## LESETEXT
________________

Die grundsätzliche Überlegung ist, dass langfristige Kundenbeziehungen profitabler sind als kurzfristige, da zum einen die Akquisitionskosten, die nur einmalig anfallen, auf umso mehr Perioden aufgeteilt werden können, je länger die Kundenbeziehung dauert und dementsprechend relativ geringer sind, als bei durchschnittlich kürzeren Kundenbeziehungen. Weiters zeigt die Erfahrung, dass im Zeitablauf die Umsätze je Kunde steigen, langfristige Kunden weniger preissensibel sind und sich durch den Lerneffekt die Kosten senken lassen. Diese Faktoren werden nun näher erläutert.
Abbildung in dieser Leseprobe nicht enthalten
Dieses Modell der zunehmenden Kundenprofitabilität im Zeitablauf von Reichheld berücksichtigt die meisten wichtigen wirtschaftlichen Effekte der Kundenbindung: Akquisitionskosten, Basisgewinn, Umsatzwachstum, Kosteneinsparungen, Weiterempfehlungen und Preisprämien.
Kurz zusammengefasst erzeugen die Kosteneinsparungen sowie die zusätzlichen Einnahmen während der Dauer einer Kundenbeziehung einen ständig wachsenden Gewinnfluss.103 Obwohl die relative Bedeutung dieser Effekte von Branche zu Branche variiert, zeigt sich im Endeffekt, dass langfristige Kundenbeziehungen für steigende Gewinne sorgen.104
Eine positive Rentabilitätswirkung belegt auch eine Studie von Anderson, Formell und Lehmann. Diese Studie hatte den Zusammenhang zwischen Kundenzufriedenheit und Profitabilität als Untersuchungsgegenstand. Der positive Zusammenhang konnte auch empirisch nachgewiesen werden, allerdings wurde von der Annahme ausgegangen, dass eine höhere Kundenzufriedenheit auch zu einer höheren Kundenloyalität führt.105 Somit kann, zumindest in den hier angeführten Fällen, ein positiver Zusammenhang zwischen einer Erhöhung der Kundenloyalität und einer Rentabilitätssteigerung abgeleitet werden.

________________

## ANGEZEIGTE DATEN
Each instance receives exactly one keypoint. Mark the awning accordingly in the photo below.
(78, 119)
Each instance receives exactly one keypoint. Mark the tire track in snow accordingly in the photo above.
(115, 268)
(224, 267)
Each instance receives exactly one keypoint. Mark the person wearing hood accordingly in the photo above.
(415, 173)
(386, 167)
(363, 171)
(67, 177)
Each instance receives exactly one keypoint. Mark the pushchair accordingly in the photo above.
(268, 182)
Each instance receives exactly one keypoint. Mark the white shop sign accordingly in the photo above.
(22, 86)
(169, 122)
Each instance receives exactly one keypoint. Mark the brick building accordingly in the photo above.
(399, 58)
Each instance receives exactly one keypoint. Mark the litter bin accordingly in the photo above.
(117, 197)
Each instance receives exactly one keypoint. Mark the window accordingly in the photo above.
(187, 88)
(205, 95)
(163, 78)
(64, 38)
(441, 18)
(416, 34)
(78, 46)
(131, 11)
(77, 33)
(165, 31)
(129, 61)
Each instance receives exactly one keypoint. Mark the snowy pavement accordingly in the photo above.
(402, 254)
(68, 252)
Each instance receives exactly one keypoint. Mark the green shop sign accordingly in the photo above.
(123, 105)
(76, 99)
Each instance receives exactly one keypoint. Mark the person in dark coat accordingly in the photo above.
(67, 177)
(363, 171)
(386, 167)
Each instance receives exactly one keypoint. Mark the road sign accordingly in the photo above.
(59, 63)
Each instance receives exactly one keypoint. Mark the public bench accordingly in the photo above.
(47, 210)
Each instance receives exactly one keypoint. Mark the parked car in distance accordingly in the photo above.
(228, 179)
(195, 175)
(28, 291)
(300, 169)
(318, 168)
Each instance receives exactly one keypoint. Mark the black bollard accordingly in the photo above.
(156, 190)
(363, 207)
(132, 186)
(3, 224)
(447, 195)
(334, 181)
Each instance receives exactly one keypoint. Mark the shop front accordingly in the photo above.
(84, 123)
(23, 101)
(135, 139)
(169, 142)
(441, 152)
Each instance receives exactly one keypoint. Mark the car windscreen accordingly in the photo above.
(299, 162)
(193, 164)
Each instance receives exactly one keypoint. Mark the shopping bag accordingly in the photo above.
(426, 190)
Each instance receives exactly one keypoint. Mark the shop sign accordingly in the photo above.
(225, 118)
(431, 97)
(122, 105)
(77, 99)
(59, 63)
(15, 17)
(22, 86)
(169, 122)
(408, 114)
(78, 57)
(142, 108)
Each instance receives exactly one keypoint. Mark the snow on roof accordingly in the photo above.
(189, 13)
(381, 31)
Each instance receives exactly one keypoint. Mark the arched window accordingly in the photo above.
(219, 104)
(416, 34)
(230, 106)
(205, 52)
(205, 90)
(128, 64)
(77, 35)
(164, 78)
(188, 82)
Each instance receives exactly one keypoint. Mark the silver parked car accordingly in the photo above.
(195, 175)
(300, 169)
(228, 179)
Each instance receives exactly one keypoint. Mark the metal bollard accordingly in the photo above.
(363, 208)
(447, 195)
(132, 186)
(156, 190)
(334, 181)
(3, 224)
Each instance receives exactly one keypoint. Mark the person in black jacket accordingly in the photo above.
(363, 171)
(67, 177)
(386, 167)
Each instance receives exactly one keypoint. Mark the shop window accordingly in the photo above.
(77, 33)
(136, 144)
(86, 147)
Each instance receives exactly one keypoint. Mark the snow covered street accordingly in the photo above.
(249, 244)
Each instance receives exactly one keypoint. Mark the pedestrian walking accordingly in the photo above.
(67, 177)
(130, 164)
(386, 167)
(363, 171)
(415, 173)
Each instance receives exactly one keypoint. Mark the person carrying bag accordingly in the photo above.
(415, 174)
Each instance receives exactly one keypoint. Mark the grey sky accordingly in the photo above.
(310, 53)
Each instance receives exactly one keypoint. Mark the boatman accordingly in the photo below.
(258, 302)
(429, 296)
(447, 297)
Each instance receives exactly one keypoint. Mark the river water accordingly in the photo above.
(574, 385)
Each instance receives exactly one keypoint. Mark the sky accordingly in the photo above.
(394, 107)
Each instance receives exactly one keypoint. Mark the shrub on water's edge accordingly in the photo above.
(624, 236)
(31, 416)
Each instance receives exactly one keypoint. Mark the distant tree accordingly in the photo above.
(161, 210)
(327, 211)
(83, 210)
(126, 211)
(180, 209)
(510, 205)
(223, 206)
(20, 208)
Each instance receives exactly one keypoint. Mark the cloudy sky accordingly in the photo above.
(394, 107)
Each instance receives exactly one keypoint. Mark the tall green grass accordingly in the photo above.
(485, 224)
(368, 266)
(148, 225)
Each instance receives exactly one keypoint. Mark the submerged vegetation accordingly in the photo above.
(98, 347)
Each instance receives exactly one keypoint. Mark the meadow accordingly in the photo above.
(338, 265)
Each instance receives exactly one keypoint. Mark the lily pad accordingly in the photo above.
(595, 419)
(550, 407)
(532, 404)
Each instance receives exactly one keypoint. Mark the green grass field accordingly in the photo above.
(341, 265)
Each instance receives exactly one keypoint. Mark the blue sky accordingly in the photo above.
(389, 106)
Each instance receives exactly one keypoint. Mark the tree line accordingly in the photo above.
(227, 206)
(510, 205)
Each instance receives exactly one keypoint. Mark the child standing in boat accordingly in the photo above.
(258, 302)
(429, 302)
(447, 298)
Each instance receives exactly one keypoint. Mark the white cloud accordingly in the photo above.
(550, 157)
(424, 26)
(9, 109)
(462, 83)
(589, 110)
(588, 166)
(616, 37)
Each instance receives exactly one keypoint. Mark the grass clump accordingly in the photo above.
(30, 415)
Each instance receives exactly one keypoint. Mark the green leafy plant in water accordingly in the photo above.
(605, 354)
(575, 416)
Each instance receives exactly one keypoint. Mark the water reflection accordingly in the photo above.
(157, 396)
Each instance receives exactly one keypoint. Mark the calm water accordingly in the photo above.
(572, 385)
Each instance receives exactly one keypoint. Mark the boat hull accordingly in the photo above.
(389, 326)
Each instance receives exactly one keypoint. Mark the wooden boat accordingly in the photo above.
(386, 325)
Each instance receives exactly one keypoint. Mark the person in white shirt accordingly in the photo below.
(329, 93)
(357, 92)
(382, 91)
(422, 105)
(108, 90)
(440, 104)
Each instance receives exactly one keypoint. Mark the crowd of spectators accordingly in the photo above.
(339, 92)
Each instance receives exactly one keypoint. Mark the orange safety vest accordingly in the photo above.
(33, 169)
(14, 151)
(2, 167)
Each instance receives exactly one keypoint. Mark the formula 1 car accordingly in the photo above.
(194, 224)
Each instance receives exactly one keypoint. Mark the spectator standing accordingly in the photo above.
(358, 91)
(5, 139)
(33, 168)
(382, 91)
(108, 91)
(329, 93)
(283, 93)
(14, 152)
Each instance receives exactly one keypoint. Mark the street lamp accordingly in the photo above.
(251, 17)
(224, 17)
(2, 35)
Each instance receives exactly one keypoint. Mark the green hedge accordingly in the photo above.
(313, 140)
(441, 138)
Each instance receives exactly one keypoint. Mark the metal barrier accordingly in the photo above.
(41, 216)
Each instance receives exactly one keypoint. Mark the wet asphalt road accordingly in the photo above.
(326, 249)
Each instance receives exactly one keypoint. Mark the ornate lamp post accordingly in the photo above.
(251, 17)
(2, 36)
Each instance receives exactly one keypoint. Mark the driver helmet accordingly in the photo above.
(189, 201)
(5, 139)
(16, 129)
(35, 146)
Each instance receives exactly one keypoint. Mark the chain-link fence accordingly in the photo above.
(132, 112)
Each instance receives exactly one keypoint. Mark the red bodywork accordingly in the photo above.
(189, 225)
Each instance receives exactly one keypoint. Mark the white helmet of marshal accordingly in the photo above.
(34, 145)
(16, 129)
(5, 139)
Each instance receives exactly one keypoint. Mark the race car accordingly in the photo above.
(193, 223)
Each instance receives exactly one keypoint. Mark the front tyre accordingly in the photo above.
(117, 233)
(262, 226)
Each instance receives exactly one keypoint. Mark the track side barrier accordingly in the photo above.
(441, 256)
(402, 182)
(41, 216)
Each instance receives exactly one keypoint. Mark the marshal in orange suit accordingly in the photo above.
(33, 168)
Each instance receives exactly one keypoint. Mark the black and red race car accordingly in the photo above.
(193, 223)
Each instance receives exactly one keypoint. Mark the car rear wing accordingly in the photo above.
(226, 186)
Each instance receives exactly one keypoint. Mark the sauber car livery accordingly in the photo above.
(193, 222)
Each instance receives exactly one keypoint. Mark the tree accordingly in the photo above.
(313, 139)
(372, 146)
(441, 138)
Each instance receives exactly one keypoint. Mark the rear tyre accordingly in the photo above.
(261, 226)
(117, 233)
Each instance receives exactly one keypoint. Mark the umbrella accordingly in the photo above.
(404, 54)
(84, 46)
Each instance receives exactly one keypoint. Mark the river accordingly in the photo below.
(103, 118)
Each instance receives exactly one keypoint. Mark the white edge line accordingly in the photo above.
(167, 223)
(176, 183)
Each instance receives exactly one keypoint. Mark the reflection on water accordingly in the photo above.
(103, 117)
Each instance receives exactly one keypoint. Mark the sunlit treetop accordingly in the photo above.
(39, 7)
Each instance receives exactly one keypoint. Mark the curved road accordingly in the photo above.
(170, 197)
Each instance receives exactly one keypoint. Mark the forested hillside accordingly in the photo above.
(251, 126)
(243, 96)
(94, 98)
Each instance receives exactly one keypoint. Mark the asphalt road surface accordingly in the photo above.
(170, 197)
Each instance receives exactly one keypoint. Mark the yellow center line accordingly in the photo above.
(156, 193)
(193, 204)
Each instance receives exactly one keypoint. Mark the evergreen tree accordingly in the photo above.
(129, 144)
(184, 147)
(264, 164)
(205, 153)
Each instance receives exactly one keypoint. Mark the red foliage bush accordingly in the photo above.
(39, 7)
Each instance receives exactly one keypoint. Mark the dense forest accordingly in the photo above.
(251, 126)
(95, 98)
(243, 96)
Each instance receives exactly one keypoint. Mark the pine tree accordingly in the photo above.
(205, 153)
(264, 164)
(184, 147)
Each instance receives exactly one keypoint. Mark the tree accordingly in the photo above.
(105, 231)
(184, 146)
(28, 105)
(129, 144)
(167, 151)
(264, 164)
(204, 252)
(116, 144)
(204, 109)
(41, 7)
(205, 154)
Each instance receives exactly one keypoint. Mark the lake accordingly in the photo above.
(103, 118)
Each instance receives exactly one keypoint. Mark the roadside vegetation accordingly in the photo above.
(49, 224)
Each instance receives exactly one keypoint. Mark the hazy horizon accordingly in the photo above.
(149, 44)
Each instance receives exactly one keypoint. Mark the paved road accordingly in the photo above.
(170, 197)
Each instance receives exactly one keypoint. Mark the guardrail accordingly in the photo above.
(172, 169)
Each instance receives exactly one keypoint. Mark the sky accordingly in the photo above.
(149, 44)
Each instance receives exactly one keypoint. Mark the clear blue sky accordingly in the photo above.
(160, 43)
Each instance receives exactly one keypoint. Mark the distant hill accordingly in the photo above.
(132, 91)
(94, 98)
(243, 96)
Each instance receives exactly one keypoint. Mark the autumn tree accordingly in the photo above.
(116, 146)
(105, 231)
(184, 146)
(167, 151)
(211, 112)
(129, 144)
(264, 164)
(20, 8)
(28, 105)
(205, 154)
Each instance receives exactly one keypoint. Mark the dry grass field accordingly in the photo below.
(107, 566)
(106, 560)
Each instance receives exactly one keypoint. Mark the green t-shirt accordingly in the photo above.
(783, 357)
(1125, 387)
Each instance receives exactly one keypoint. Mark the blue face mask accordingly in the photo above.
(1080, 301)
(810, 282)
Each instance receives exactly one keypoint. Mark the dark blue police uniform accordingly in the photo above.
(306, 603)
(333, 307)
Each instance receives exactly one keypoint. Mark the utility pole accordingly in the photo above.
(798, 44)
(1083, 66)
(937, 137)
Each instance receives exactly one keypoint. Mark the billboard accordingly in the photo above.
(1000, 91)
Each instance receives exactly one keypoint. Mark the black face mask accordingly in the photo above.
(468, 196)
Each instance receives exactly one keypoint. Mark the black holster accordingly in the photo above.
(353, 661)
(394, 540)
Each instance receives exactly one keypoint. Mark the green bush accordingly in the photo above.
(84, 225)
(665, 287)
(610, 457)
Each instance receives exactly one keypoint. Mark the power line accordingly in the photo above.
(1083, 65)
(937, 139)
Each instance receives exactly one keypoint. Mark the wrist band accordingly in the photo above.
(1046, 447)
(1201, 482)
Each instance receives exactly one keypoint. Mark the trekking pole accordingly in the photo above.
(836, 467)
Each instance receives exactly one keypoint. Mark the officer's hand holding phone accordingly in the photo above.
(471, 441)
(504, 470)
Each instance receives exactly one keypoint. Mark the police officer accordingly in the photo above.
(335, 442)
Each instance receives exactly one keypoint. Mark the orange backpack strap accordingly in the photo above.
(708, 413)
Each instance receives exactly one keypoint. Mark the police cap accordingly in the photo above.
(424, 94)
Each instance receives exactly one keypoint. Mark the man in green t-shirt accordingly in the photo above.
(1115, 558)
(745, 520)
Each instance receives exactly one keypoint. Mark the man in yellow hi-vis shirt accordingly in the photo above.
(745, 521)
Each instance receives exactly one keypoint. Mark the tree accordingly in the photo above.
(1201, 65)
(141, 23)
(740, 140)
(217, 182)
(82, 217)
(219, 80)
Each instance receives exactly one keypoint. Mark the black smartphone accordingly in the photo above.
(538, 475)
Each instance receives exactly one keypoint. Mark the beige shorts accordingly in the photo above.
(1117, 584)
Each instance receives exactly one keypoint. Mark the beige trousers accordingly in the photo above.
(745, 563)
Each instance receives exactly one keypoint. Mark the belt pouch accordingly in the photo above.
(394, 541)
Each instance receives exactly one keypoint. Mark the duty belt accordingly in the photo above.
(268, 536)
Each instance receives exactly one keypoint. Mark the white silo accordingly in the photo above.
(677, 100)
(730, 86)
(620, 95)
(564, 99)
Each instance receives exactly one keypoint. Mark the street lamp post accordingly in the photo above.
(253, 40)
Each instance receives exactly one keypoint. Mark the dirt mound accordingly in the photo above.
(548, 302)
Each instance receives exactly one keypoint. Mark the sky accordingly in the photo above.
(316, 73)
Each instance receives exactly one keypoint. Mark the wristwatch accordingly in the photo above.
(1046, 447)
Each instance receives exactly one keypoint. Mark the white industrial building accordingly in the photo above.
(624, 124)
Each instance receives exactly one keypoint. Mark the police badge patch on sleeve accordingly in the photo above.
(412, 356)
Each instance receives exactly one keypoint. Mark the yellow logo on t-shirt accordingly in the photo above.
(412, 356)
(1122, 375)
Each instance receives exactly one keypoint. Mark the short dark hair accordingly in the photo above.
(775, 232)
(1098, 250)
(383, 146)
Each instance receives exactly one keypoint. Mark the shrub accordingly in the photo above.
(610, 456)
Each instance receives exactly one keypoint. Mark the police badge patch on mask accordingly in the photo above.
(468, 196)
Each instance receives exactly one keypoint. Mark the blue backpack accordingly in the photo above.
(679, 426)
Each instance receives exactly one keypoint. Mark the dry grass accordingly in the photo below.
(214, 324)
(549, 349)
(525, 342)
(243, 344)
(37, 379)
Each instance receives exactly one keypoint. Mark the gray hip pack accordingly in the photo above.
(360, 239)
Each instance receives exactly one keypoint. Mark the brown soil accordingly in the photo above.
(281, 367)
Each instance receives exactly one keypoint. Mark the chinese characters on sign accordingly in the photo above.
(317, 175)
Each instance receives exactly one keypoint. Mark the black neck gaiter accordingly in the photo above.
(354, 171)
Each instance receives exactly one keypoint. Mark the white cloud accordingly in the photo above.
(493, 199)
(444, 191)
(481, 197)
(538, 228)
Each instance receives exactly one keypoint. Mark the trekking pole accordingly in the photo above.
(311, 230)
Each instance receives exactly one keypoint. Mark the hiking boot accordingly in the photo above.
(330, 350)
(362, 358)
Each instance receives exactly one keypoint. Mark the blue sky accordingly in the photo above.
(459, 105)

________________

## AUFGABE
Übertragen Sie diesen Satz aus dem Text zur Kundenbindung ins Englische: „Dieses Modell der zunehmenden Kundenprofitabilität im Zeitablauf von Reichheld berücksichtigt die meisten wichtigen wirtschaftlichen Effekte der Kundenbindung: Akquisitionskosten, Basisgewinn, Umsatzwachstum, Kosteneinsparungen, Weiterempfehlungen und Preisprämien.“

## AUSGABE
Reichheld's model of increasing customer profitability over time takes into account most of the important economic effects of customer retention: acquisition costs, base profit, revenue growth, cost savings, referrals, and price premiums.